What you should do:
The expected copy holds every entry exactly and none of the pictures.

Recorded data:
= = = = =

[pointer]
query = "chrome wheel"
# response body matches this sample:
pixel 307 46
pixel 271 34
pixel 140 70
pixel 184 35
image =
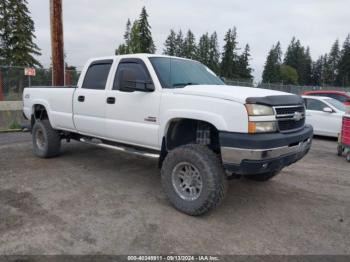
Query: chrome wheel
pixel 187 181
pixel 40 139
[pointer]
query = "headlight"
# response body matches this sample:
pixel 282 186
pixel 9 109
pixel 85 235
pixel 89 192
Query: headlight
pixel 262 127
pixel 259 110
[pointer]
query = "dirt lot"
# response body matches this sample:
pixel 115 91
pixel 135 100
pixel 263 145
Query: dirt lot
pixel 91 200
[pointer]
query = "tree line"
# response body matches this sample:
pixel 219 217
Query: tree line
pixel 228 63
pixel 297 67
pixel 17 46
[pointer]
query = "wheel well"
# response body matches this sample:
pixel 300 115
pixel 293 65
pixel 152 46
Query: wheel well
pixel 190 131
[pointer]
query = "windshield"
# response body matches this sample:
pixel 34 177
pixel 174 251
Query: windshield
pixel 177 73
pixel 338 105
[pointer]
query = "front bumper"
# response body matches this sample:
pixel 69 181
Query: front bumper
pixel 260 153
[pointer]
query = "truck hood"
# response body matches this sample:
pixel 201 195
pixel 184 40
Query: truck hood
pixel 234 93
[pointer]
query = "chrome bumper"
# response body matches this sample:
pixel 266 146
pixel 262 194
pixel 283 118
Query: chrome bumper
pixel 234 155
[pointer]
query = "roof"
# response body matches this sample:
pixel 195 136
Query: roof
pixel 138 55
pixel 317 97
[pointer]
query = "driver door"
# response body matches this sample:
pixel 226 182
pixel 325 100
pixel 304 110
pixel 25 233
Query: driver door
pixel 132 113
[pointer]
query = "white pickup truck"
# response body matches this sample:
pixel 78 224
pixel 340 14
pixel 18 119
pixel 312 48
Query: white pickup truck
pixel 179 111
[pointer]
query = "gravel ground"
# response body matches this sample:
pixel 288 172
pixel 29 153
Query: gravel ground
pixel 96 201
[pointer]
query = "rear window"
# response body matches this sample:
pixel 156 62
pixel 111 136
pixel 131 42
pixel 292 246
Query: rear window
pixel 97 74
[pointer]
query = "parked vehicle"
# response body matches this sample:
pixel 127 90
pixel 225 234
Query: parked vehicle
pixel 179 111
pixel 324 114
pixel 344 138
pixel 341 96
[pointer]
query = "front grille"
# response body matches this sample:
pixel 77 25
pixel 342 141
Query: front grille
pixel 288 125
pixel 289 110
pixel 290 118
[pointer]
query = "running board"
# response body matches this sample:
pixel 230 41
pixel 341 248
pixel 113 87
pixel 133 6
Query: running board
pixel 120 148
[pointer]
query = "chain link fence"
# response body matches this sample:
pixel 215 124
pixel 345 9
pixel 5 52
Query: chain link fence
pixel 13 80
pixel 298 90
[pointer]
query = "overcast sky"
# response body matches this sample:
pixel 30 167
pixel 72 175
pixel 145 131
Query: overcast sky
pixel 96 28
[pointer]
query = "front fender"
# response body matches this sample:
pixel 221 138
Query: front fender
pixel 215 119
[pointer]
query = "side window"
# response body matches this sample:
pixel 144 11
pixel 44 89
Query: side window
pixel 316 105
pixel 97 74
pixel 130 74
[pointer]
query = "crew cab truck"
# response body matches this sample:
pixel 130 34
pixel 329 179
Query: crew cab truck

= = = = =

Exercise result:
[pointer]
query = "chrome wheel"
# response body matches this sample:
pixel 307 46
pixel 271 34
pixel 140 70
pixel 184 35
image =
Query: chrome wheel
pixel 187 181
pixel 40 139
[pointer]
query = "headlight"
# response body matches this sample:
pixel 282 186
pixel 9 109
pixel 85 235
pixel 89 192
Query: headlight
pixel 262 127
pixel 259 110
[pointer]
query = "dirt lot"
# response body matches this sample:
pixel 115 91
pixel 135 100
pixel 263 145
Query: dirt lot
pixel 91 200
[pointer]
query = "tree line"
# response body matches this sample:
pixel 219 217
Query: tree line
pixel 228 63
pixel 297 67
pixel 17 46
[pointer]
query = "wheel well"
# response body matches this sample:
pixel 300 115
pixel 293 65
pixel 152 46
Query: wheel well
pixel 190 131
[pointer]
query = "windshield"
# response body matches this sample:
pixel 34 177
pixel 174 251
Query: windshield
pixel 177 73
pixel 338 105
[pointer]
query = "front bumper"
# response body matches this sample:
pixel 69 181
Query: front bumper
pixel 260 153
[pointer]
query = "truck hood"
# response body matches this sample:
pixel 201 195
pixel 184 40
Query: truck hood
pixel 234 93
[pointer]
query = "chrome bumper"
# response body matches this sample:
pixel 266 146
pixel 262 194
pixel 283 118
Query: chrome bumper
pixel 234 155
[pointer]
query = "roof"
# response body matches this sample:
pixel 195 136
Query: roof
pixel 138 55
pixel 317 97
[pointer]
query = "driver door"
# response body matches this sample:
pixel 226 182
pixel 325 100
pixel 304 110
pixel 25 233
Query: driver door
pixel 132 113
[pointer]
query = "white pickup truck"
# response body matches this sample:
pixel 78 224
pixel 340 14
pixel 18 119
pixel 312 48
Query: white pickup truck
pixel 179 111
[pointer]
query = "gravel ground"
# response body matches this sample:
pixel 288 172
pixel 29 153
Query: gravel ground
pixel 96 201
[pointer]
query = "rear window"
# response body matches this sample:
pixel 156 62
pixel 111 136
pixel 131 42
pixel 292 246
Query: rear window
pixel 97 74
[pointer]
query = "parked vehicle"
# response body matches this sample:
pixel 127 90
pixel 225 234
Query: parked vehicle
pixel 179 111
pixel 324 114
pixel 344 138
pixel 341 96
[pointer]
query = "front grille"
# response body matches this sample:
pixel 77 25
pixel 342 141
Query: front grille
pixel 288 125
pixel 289 110
pixel 290 118
[pointer]
query = "running board"
# response body matches this sample:
pixel 230 41
pixel 341 248
pixel 113 87
pixel 133 6
Query: running board
pixel 120 148
[pointer]
query = "chain link fence"
# response body matches this sample:
pixel 215 124
pixel 345 9
pixel 5 52
Query: chain link fence
pixel 13 80
pixel 298 90
[pointer]
query = "overcast sky"
# response body matches this sample:
pixel 30 167
pixel 72 175
pixel 145 131
Query: overcast sky
pixel 96 28
[pointer]
query = "front fender"
# response body matches this sample:
pixel 221 138
Query: front fender
pixel 215 119
[pointer]
query = "side window"
# response body matches this sample:
pixel 144 11
pixel 44 89
Query: side window
pixel 316 105
pixel 97 74
pixel 130 74
[pointer]
query = "crew cab truck"
# response body matches this sample:
pixel 130 34
pixel 329 179
Query: crew cab truck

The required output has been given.